• Excerpt to read:
_ _ _
Even though DHS is mandating the use of a 2D bar code, not an RFID tag, a back door route to putting RFIDs in the Real ID license is still a threat. It comes in the form of the Western Hemisphere Travel Initiative (WHTI). This initiative was designed to ease travel between Canada, the US, and Mexico now that passports are required for travel to Canada and Mexico.
Some of the border states are interested in “exploring whether enhanced driver’s licenses and identification cards could be acceptable at the land border to satisfy the WHITI requirements.” Questions raised include how to denote citizenship (DHS is not proposing putting citizenship on the face of the card), and how to integrate the type of ICC technology with the machine readable technology proposed In the Real ID licenses. It would seem that RFIDs could show up in some Real ID licenses. The RFID standard that WHITI prefers is an RFID tag that can be read from twenty to thirty feet away from a reader. If such a tag were part of a Real ID document, the individual is in danger of begin remotely tracked as well as having their data skimmed by remote means.
C. The lack of privacy and security protections in the linked databases
Instead of creating a centralized database where all personal information will reside, there will be state databases that are all linked together. Arguably this could be even riskier than a single centralized database because if any of the databases or link between databases are compromised, then the attackers may be able to get access to all of the information.
These state databases will include digital copies of identification documents that applicants bring in to prove their identity (certified copies of birth certificates, passports, and the like). To protect all of this information, as well as the physical security of the Department of Motor Vehicles buildings themselves, the states are directed develop a security plan, and “best practices” would be the standard. As we know from industry “best practices” standards, “best practices” often balance a variety of interests, of which an individual’s privacy and security are just one. We remain unconvinced that “best practices” will be enough to protect the privacy and security of an individual’s personal information once it is left in the care of the Department of Motor Vehicles.
The fear that the linked databases could be hacked, and the data contained can be abused, is dismissed out of hand. The reason given is that law enforcement already has the ability to access these databases, so the privacy fear is overblown.
However a recent story in CNET News, “Cyberattacks at federal agencies draw House scrutiny”
described a precarious state of government databases.
Members of a U.S. House of Representatives cybersecurity subcommittee said they weren't confident that the computer systems at bureaus within the State and Commerce departments were adequately secured and scrubbed of backdoors that could allow cybercrooks to re-enter. They also questioned agency representatives on whether they could truly guarantee that sensitive information hadn't been accessed or copied.
"We don't know who's inside our networks," subcommittee chairman Rep. James Langevin (D-R.I.) said at an afternoon hearing here. "We don't know what information has been stolen."
How do we know that this won’t happen to the databases that contain Real ID documentation and source materials?
Data breaches are also a risk to the personal information kept in the linked databases. Data breaches occur regularly, and many governmental agencies have fallen victim to them. Over the last couple of years we’ve seen breaches occur at the Veterans Administration, the IRS, the Department of Transportation, the Navy, the USDA, the Agricultural Department, Health and Human Services, and the National Nuclear Security Administration. Over this last weekend we saw that the Transportation Security Administration has also had a data breach, affecting over 100,000 former and current TSA employees. Their social security numbers and bank account information may have been compromised.
_ _ _
• Request 1: Locate every line in the listing below that contains the string "wall", treating uppercase and lowercase as different, and copy each such line.

• Record excerpts:
_ _ _
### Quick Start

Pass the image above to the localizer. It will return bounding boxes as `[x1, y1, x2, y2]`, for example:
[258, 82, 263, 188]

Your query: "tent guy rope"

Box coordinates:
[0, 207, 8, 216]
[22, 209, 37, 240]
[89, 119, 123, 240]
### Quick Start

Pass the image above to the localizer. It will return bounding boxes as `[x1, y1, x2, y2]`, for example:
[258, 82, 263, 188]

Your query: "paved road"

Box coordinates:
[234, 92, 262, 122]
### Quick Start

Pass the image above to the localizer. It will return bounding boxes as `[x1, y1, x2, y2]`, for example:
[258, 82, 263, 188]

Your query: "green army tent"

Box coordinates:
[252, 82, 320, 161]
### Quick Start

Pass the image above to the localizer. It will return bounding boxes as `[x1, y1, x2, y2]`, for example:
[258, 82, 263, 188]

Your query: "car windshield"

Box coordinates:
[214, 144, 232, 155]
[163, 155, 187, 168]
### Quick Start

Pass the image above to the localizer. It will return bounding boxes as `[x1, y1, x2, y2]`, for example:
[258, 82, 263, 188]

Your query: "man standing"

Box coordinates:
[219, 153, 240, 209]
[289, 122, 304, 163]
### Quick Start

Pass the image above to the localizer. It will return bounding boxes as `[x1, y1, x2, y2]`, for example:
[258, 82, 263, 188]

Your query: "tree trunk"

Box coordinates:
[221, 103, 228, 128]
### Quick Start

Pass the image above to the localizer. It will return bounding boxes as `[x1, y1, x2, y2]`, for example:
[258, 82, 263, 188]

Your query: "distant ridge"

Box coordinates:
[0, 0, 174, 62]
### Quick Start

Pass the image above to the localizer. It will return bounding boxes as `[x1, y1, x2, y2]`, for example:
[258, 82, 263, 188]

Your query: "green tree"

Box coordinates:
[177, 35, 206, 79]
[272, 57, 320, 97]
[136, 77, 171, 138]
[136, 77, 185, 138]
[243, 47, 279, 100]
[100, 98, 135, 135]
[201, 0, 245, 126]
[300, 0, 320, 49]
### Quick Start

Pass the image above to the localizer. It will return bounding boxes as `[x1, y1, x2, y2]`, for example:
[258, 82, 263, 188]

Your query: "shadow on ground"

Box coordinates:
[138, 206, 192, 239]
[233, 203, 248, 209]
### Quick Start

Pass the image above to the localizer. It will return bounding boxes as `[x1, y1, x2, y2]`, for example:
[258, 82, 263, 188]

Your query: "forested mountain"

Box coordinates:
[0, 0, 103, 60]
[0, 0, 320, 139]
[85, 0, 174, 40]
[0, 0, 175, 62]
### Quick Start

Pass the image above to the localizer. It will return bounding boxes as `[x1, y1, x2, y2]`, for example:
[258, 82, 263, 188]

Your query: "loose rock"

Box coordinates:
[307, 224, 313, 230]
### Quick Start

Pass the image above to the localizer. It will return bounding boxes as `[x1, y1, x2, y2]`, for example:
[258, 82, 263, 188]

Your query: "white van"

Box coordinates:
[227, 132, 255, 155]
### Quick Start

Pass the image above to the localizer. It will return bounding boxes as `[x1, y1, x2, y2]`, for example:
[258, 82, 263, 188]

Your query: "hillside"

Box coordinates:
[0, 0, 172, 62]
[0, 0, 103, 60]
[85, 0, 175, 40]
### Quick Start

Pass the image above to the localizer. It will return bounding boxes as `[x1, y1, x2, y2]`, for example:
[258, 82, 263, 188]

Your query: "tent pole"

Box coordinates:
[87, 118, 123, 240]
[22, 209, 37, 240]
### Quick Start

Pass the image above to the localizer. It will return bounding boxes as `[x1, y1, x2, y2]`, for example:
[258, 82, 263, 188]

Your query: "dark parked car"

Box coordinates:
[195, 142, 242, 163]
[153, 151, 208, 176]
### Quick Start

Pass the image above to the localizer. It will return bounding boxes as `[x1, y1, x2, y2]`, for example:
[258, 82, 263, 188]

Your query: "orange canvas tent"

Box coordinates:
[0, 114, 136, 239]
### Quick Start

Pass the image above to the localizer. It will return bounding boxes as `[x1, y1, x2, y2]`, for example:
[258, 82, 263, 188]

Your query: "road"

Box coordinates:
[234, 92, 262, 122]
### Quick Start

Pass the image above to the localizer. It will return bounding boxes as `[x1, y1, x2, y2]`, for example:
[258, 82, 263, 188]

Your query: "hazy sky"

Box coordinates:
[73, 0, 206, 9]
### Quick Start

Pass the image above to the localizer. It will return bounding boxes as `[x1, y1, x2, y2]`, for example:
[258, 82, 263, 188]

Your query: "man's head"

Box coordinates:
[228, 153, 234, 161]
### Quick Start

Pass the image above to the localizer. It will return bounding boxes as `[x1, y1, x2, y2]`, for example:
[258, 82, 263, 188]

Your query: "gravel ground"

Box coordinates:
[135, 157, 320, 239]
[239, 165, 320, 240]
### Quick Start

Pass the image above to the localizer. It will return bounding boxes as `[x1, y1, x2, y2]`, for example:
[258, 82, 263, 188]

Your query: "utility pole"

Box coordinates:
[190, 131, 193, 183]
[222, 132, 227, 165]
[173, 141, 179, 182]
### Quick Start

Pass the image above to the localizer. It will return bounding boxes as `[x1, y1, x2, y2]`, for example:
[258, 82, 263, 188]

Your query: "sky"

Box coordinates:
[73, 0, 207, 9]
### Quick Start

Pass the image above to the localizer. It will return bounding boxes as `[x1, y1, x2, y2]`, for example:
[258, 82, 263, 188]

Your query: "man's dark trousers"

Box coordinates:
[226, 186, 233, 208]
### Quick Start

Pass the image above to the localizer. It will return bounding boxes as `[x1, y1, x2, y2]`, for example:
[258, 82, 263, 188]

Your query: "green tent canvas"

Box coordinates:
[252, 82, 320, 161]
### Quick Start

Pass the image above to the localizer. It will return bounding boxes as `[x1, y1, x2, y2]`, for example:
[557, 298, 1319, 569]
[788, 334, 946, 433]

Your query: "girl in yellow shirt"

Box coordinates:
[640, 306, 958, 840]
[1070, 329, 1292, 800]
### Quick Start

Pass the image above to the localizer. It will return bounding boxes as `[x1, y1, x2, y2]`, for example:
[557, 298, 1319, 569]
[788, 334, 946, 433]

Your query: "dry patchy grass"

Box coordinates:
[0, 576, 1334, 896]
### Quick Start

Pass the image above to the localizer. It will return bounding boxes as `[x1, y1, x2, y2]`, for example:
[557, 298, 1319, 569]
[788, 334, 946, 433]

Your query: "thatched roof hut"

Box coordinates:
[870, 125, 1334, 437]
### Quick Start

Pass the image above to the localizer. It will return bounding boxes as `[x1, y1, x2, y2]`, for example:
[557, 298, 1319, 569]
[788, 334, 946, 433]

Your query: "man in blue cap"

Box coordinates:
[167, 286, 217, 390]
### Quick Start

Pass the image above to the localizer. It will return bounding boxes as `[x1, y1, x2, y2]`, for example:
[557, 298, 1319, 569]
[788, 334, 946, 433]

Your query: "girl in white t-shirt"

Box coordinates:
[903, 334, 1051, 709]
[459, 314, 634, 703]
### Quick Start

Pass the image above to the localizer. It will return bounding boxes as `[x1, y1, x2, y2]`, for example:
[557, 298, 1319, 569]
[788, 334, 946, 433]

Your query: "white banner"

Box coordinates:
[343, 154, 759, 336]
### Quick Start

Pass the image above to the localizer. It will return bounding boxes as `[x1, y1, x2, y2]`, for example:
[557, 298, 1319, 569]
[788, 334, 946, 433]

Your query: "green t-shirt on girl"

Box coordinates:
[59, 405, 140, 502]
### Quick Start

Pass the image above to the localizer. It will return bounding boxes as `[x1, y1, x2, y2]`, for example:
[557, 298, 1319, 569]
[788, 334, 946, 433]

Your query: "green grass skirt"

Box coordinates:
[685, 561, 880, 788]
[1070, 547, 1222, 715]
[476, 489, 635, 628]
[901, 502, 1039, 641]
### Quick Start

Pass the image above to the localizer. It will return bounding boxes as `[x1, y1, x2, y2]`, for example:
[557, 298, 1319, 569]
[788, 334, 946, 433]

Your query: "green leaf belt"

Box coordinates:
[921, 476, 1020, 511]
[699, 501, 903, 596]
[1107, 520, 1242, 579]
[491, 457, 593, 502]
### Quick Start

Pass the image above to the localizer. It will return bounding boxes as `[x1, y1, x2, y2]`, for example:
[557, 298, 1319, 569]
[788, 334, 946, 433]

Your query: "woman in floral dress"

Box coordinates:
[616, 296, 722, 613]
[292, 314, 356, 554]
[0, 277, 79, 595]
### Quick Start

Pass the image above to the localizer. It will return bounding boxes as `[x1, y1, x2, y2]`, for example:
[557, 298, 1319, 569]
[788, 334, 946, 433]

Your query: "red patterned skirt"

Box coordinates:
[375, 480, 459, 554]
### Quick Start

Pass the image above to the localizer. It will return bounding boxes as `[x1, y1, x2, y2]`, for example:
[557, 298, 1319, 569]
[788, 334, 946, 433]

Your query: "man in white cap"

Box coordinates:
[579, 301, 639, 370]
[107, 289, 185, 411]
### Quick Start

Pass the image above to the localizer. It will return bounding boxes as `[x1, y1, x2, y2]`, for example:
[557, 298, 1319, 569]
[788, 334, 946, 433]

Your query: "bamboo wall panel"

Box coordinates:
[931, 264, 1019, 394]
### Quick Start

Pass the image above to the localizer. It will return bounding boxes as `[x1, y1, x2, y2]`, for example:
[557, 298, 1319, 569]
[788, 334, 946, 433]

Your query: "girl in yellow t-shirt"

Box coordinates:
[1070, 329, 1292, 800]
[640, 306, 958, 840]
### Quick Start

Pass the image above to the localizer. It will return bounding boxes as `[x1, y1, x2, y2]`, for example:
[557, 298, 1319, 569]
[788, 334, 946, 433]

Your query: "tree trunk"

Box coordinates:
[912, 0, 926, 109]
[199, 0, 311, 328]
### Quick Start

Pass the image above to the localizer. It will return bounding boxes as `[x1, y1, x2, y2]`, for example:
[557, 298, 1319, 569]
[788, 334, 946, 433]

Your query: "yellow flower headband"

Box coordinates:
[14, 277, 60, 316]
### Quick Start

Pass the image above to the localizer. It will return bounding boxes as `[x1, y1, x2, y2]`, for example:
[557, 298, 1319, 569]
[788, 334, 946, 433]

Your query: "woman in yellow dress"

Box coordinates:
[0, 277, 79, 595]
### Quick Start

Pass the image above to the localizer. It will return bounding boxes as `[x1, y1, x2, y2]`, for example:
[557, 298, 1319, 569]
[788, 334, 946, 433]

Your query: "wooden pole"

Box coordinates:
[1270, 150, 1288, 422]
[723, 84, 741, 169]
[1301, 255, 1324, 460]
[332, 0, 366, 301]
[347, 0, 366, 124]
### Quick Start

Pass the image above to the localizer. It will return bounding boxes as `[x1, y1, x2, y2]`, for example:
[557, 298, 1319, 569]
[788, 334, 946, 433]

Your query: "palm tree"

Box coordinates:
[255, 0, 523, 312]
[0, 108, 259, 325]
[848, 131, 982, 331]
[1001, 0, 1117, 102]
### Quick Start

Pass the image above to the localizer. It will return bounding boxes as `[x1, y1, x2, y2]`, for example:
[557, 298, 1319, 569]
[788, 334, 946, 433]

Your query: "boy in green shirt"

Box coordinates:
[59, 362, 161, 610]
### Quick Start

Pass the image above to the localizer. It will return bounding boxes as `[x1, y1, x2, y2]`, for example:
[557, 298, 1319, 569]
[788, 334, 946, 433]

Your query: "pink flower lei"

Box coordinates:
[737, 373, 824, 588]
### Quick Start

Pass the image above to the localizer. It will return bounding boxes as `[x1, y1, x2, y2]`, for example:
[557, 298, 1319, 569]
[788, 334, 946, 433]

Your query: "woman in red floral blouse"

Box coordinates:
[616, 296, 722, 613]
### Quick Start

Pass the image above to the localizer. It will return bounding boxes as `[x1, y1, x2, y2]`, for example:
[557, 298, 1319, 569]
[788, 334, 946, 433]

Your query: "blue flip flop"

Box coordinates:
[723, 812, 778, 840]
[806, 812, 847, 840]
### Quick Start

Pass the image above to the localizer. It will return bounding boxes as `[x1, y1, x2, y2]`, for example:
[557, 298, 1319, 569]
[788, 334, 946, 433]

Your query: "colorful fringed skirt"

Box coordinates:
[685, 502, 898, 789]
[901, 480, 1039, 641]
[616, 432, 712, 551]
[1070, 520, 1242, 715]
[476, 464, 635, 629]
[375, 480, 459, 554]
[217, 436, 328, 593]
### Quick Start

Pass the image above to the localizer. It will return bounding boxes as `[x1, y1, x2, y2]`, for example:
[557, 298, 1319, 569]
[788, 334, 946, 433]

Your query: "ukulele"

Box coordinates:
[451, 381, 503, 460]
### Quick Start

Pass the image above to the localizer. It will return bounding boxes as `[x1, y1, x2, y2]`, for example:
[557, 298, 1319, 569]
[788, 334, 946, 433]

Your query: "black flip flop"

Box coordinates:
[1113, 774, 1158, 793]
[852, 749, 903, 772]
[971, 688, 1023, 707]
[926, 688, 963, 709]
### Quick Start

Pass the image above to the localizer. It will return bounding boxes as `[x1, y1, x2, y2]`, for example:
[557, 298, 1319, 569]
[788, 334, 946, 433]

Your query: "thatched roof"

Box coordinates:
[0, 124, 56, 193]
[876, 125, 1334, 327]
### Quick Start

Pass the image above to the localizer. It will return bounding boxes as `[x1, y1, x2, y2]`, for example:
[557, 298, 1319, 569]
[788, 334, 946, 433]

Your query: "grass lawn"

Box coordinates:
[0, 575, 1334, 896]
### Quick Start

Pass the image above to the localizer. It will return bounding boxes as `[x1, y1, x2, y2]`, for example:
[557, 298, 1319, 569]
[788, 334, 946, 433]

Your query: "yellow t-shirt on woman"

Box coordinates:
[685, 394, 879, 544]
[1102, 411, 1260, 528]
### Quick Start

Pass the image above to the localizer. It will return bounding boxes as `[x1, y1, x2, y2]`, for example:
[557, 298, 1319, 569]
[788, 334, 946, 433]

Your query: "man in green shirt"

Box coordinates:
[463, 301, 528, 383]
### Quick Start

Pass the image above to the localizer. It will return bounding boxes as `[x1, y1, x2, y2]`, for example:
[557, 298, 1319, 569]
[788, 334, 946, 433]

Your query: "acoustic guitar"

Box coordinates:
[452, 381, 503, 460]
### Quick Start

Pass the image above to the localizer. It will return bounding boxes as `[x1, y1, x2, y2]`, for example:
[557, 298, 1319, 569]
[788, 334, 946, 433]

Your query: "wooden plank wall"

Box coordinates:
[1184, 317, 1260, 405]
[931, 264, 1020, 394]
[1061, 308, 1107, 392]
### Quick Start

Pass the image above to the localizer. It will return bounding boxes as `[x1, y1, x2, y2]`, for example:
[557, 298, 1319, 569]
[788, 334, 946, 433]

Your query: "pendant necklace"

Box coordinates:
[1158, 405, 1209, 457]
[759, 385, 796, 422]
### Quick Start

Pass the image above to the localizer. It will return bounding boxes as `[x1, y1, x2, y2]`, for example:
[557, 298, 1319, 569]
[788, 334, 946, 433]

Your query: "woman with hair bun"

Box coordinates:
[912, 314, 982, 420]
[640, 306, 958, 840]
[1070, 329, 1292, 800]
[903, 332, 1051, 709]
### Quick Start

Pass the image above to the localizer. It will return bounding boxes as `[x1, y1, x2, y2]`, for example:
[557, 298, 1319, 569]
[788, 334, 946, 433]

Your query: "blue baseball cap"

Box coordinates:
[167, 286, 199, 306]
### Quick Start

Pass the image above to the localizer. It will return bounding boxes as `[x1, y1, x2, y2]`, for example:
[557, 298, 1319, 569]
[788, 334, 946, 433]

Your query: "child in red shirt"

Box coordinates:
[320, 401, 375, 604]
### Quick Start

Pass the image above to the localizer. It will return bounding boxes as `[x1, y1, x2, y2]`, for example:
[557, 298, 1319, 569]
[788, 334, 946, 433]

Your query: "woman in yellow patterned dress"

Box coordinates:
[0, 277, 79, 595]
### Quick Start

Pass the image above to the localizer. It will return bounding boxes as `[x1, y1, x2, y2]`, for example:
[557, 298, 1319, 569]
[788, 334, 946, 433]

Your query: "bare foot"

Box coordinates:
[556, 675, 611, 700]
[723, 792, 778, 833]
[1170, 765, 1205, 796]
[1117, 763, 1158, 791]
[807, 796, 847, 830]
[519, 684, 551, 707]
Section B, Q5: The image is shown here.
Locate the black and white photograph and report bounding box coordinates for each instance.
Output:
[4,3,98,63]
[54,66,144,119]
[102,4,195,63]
_ _ _
• Request 2: According to the passage on Real ID licenses, how many former and current TSA employees were affected by the Transportation Security Administration data breach?

• Exercise solution 1:
Your query: "bamboo wall panel"
Your query: "wooden plank wall"

• Exercise solution 2: Over 100,000 former and current TSA employees.